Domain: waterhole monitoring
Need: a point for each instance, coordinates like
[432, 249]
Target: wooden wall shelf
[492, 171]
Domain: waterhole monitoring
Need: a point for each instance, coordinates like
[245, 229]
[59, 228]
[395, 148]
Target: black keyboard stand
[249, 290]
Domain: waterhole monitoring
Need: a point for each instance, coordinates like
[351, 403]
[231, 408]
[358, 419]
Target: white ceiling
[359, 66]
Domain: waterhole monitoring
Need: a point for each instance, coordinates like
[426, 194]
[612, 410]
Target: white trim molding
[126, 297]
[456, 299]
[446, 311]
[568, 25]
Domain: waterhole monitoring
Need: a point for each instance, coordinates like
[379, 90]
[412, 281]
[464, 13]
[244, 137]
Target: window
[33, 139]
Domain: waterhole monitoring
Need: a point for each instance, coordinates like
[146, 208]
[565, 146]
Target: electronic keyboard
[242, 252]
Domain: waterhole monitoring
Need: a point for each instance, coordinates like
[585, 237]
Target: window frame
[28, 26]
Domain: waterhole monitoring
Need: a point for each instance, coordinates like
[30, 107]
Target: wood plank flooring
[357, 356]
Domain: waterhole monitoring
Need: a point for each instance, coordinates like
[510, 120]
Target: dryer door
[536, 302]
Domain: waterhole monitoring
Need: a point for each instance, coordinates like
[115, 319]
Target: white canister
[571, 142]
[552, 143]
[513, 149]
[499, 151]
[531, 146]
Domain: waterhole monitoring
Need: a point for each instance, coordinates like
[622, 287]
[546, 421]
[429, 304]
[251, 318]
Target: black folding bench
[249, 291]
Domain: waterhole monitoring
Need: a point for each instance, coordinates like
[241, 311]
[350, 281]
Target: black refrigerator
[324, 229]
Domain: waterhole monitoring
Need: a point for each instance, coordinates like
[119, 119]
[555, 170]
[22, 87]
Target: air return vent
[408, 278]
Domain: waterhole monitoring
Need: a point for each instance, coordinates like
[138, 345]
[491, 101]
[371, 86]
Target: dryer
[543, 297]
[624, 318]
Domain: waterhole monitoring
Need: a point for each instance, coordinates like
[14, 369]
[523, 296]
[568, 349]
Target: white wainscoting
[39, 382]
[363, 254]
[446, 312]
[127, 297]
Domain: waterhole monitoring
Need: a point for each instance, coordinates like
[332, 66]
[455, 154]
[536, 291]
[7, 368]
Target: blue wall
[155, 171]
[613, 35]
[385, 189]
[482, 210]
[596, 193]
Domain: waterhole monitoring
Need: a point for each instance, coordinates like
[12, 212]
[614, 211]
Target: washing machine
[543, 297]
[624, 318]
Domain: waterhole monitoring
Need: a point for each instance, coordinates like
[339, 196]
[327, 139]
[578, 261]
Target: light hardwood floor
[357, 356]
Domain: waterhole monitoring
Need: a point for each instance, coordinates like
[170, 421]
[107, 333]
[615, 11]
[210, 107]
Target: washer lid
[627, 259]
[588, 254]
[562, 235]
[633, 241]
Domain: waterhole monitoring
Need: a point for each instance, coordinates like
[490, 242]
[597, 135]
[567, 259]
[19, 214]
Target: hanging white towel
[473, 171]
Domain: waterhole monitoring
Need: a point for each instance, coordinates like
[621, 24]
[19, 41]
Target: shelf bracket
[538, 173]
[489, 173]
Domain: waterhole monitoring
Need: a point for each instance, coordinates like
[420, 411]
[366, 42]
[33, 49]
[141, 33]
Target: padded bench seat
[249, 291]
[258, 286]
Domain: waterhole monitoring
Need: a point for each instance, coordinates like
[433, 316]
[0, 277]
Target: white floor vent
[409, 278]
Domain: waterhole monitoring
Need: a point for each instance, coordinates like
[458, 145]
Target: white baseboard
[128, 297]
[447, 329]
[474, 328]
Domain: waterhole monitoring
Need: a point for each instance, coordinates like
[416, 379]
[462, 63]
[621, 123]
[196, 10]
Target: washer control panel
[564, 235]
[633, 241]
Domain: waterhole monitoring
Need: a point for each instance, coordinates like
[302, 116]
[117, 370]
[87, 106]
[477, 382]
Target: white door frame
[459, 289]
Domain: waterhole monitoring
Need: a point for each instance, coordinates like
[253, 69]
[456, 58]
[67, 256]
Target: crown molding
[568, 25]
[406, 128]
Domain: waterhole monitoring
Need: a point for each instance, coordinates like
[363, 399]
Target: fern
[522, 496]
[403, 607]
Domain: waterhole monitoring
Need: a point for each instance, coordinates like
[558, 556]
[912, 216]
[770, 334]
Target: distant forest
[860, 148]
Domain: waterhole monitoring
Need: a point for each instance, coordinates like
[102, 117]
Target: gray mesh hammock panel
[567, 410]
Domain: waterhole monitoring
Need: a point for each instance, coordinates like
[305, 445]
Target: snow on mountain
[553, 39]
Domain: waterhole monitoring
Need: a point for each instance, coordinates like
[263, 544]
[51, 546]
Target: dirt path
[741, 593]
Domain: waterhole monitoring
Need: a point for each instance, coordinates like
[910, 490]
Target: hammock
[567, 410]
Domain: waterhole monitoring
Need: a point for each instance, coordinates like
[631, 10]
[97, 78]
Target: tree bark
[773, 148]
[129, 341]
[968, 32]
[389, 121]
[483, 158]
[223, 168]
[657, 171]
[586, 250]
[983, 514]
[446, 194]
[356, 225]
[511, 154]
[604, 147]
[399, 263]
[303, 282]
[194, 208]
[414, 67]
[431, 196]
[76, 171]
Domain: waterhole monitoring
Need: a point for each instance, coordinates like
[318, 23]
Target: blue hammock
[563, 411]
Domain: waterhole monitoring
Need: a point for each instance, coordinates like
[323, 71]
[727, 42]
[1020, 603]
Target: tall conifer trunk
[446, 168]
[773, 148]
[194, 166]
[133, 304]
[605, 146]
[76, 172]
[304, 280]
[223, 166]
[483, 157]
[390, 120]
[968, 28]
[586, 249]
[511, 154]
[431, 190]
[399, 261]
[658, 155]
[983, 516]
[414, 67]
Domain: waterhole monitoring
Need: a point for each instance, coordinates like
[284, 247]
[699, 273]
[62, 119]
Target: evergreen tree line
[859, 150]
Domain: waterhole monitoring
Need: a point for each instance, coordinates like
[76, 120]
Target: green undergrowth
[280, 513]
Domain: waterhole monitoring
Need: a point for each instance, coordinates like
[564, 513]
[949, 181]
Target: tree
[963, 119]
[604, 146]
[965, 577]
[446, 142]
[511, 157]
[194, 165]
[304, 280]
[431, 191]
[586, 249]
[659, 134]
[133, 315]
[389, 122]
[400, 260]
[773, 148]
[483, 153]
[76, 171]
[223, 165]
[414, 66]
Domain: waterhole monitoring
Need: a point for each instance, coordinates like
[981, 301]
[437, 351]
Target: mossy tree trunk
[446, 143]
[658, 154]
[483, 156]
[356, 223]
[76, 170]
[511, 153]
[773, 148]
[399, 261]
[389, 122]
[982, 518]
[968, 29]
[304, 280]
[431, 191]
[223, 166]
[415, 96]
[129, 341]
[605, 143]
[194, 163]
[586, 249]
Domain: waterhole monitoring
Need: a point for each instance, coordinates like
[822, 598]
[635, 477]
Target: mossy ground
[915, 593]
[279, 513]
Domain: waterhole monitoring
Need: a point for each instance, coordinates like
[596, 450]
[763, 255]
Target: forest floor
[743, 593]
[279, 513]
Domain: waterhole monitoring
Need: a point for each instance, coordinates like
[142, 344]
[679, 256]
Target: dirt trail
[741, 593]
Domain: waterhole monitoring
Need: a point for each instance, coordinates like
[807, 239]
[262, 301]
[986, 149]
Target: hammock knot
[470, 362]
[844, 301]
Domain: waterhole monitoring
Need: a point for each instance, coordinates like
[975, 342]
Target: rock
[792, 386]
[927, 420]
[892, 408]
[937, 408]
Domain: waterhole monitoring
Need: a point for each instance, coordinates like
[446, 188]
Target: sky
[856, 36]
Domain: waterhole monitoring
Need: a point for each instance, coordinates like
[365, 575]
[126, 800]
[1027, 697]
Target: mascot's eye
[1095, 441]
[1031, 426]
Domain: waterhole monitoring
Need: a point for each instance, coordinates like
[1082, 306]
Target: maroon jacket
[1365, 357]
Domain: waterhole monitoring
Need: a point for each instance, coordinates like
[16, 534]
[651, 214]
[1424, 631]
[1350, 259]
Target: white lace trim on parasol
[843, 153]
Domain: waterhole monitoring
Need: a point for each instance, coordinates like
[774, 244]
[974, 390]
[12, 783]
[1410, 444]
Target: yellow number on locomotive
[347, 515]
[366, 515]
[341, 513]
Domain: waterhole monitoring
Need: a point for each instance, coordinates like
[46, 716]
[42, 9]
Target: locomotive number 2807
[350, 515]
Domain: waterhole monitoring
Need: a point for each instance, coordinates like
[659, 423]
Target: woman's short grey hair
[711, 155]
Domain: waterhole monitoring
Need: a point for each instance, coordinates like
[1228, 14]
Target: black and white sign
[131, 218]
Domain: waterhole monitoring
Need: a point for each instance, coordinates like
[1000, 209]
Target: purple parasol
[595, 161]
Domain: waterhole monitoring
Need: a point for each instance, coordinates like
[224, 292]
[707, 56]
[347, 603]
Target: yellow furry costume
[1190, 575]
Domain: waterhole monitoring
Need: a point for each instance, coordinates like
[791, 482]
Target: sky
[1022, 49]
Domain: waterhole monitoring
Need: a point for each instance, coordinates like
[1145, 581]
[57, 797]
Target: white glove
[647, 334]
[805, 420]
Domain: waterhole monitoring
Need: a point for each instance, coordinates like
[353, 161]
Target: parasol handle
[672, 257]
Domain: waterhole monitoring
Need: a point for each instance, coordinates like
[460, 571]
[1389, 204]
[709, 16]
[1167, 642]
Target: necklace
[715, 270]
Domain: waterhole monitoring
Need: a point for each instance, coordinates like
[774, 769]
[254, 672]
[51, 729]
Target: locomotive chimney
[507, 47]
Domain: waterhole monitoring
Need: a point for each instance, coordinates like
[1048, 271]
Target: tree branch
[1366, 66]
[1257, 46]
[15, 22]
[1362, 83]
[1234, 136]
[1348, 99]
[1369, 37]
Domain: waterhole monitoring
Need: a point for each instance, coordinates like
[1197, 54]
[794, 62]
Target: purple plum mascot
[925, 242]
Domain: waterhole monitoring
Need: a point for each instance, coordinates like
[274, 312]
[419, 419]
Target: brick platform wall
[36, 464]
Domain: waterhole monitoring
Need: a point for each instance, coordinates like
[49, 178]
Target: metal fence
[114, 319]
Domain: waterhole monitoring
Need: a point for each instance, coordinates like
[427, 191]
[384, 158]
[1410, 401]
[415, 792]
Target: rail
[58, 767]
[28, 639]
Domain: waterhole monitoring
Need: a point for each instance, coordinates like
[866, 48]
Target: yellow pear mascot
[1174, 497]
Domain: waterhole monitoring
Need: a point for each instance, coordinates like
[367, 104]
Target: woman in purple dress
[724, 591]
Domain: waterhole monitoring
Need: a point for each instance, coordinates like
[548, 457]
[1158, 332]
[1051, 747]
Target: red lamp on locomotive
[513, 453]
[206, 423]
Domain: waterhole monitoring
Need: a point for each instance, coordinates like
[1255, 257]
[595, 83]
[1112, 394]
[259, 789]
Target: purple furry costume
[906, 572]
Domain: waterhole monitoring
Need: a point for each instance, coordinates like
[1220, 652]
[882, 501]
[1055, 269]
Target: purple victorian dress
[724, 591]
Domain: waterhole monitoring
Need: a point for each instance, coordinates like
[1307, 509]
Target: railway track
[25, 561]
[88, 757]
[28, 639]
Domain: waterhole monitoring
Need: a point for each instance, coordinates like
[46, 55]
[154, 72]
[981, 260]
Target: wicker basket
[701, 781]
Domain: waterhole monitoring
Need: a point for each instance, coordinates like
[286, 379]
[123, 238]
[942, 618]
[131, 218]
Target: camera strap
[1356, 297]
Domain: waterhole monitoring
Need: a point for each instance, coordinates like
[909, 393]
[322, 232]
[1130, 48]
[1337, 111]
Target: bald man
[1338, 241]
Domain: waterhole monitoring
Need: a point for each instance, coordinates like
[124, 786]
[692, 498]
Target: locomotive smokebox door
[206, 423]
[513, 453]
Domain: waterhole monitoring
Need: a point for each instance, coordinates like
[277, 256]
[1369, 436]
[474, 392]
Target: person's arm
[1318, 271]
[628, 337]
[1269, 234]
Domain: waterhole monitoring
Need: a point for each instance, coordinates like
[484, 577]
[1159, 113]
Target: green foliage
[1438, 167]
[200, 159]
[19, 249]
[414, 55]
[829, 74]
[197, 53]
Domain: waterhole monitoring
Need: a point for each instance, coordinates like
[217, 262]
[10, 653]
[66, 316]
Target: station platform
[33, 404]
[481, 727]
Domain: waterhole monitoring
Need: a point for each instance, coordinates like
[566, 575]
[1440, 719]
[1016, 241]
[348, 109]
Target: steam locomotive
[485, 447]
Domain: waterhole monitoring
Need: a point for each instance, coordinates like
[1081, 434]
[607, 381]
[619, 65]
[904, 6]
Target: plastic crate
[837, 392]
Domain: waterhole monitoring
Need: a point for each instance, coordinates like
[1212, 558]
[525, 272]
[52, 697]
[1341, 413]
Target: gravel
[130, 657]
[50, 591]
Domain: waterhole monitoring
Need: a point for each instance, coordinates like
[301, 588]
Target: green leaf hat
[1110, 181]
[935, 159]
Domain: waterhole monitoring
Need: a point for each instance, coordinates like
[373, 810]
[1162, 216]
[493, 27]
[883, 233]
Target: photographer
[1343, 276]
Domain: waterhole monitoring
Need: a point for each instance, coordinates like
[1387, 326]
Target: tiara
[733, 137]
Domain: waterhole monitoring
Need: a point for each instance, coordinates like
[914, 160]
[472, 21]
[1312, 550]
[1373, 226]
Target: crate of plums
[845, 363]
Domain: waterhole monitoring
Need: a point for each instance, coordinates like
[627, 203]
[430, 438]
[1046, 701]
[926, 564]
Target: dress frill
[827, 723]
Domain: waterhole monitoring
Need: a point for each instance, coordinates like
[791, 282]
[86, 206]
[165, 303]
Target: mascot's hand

## [Goal of the exercise]
Everything from the line with "Target: locomotive smokebox door" to the last line of the entries above is to be retyped exactly. Include both ends.

## [Exercise solution]
Target: locomotive smokebox door
[206, 423]
[513, 453]
Domain: waterhole monitoring
Need: a point for each instance, coordinates like
[277, 256]
[1369, 436]
[474, 392]
Target: person's arm
[1318, 271]
[628, 337]
[1269, 234]
Domain: waterhole monitoring
Need: a point for each instance, coordinates like
[484, 577]
[1159, 113]
Target: green foliage
[1438, 167]
[200, 159]
[19, 249]
[414, 55]
[829, 74]
[197, 53]
Domain: waterhole monitoring
Need: a point for each instance, coordinates like
[217, 262]
[10, 653]
[66, 316]
Target: station platform
[33, 404]
[481, 727]
Domain: waterhole monitoring
Need: a point for each instance, coordinates like
[566, 575]
[1440, 719]
[1016, 241]
[348, 109]
Target: steam locomotive
[485, 447]
Domain: waterhole monitoring
Need: a point for each instance, coordinates like
[1081, 434]
[607, 381]
[619, 65]
[904, 6]
Target: plastic crate
[837, 392]
Domain: waterhole monitoring
Need: a point for each instance, coordinates like
[1212, 558]
[525, 272]
[52, 697]
[1341, 413]
Target: gravel
[130, 657]
[50, 591]
Domain: waterhole monitoring
Need: a point for each instance, coordinates like
[301, 588]
Target: green leaf hat
[1110, 181]
[935, 159]
Domain: waterhole monitoring
Need: a point for each instance, coordinates like
[373, 810]
[1162, 216]
[493, 27]
[883, 233]
Target: photographer
[1343, 276]
Domain: waterhole monitoring
Need: a point for each instance, coordinates like
[1387, 326]
Target: tiara
[733, 137]
Domain: waterhole monitoring
Need: a point for each instance, coordinates like
[914, 160]
[472, 21]
[1312, 550]
[1373, 226]
Target: crate of plums
[845, 363]
Domain: waterhole monitoring
Need: a point for each instance, coordinates like
[627, 203]
[430, 438]
[1046, 701]
[926, 564]
Target: dress frill
[827, 723]
Domain: waterhole monitoring
Need: a point for each instance, coordinates like
[791, 282]
[86, 206]
[165, 303]
Target: mascot's hand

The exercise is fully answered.